── Data in this exercise ──
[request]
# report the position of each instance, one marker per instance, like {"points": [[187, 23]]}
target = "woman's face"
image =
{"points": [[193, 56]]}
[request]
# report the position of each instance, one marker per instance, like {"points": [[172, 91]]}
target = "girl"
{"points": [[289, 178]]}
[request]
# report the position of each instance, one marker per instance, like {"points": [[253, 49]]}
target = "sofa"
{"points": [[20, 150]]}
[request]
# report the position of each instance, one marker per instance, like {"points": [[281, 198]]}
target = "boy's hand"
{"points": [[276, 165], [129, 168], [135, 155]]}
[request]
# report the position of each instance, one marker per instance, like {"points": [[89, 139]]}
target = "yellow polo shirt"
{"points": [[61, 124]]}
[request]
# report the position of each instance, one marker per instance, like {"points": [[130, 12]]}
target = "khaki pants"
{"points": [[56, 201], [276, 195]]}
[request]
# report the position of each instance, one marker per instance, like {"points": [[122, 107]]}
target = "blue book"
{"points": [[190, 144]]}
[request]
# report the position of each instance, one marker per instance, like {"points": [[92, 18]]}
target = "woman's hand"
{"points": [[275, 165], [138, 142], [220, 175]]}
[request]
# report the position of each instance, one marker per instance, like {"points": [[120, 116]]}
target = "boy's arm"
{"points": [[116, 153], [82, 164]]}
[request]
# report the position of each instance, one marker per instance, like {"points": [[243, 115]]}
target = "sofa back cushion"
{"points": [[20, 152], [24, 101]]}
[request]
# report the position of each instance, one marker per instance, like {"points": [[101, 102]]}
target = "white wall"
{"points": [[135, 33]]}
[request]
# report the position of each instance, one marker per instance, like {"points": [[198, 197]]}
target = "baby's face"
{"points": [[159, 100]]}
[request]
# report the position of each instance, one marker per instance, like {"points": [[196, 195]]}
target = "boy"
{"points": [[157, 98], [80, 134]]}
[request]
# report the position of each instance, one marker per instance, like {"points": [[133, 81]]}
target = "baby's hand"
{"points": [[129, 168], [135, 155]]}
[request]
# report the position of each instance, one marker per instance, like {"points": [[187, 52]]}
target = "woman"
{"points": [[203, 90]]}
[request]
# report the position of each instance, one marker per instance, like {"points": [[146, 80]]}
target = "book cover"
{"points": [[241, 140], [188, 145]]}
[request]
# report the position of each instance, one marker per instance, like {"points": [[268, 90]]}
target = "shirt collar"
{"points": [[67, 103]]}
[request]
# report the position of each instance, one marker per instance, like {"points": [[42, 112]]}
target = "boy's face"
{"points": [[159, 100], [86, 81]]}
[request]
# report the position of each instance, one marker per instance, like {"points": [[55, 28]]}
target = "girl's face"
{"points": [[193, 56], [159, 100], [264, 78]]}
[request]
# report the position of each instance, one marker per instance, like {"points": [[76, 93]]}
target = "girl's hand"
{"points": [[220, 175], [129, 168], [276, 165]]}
───
Exercise instructions ::
Write out the full listing, keeping every line exactly as it is.

Answer to this exercise ::
[request]
# report the position of each instance, one marker per instance, like {"points": [[187, 23]]}
target = "woman's face"
image =
{"points": [[193, 56]]}
[request]
# report the position of each instance, one marker per instance, like {"points": [[172, 91]]}
target = "girl"
{"points": [[289, 178]]}
[request]
# report the position of each instance, one marker per instance, like {"points": [[253, 49]]}
target = "sofa"
{"points": [[20, 150]]}
[request]
# report the position of each instance, one marker per instance, like {"points": [[281, 198]]}
target = "boy's hand"
{"points": [[276, 165], [129, 168], [135, 155]]}
[request]
# report the position of each instance, one marker per instance, like {"points": [[89, 139]]}
target = "yellow polo shirt"
{"points": [[61, 124]]}
[request]
# report the position of each instance, one marker per instance, like {"points": [[130, 12]]}
target = "khaki pants"
{"points": [[56, 201], [276, 195]]}
[request]
# report the position of each instance, one marker per instance, like {"points": [[122, 107]]}
target = "blue book"
{"points": [[190, 144]]}
[request]
# report the position of each instance, one marker per instance, like {"points": [[92, 18]]}
target = "woman's hand"
{"points": [[275, 165], [138, 142], [220, 175]]}
[request]
# report the position of each instance, one marker per instance, like {"points": [[120, 116]]}
target = "boy's arm"
{"points": [[116, 153], [82, 164]]}
[request]
# report the position of each instance, one marker per instance, like {"points": [[243, 115]]}
target = "sofa back cushion"
{"points": [[20, 152], [24, 101]]}
[request]
# report the position of each instance, one marker per instance, like {"points": [[101, 102]]}
target = "white wall"
{"points": [[135, 33]]}
[request]
# report the position of each instance, one marker per instance, like {"points": [[198, 197]]}
target = "baby's face"
{"points": [[159, 100]]}
[request]
# report the position of each instance, one marker per instance, like {"points": [[196, 195]]}
target = "boy"
{"points": [[157, 98], [80, 134]]}
[request]
# report the position of each instance, one marker per instance, like {"points": [[133, 81]]}
target = "baby's hand"
{"points": [[129, 168], [135, 155]]}
[request]
# report the position of each instance, one marker per instance, like {"points": [[187, 52]]}
target = "woman"
{"points": [[203, 90]]}
[request]
# report the position of each instance, one marker per instance, like {"points": [[146, 80]]}
target = "book cover"
{"points": [[241, 140], [188, 145]]}
[request]
# report the position of each instance, one marker per instance, like {"points": [[268, 90]]}
target = "shirt collar"
{"points": [[67, 103]]}
[request]
# report the position of each instance, one marker per instance, like {"points": [[42, 112]]}
target = "boy's face"
{"points": [[159, 100], [86, 81]]}
[request]
# report the position of each instance, one marker per instance, like {"points": [[55, 28]]}
target = "girl's face"
{"points": [[193, 56], [159, 100], [264, 78]]}
[request]
# report the position of each instance, one marker per instance, like {"points": [[76, 93]]}
target = "girl's hand"
{"points": [[220, 175], [129, 168], [276, 165]]}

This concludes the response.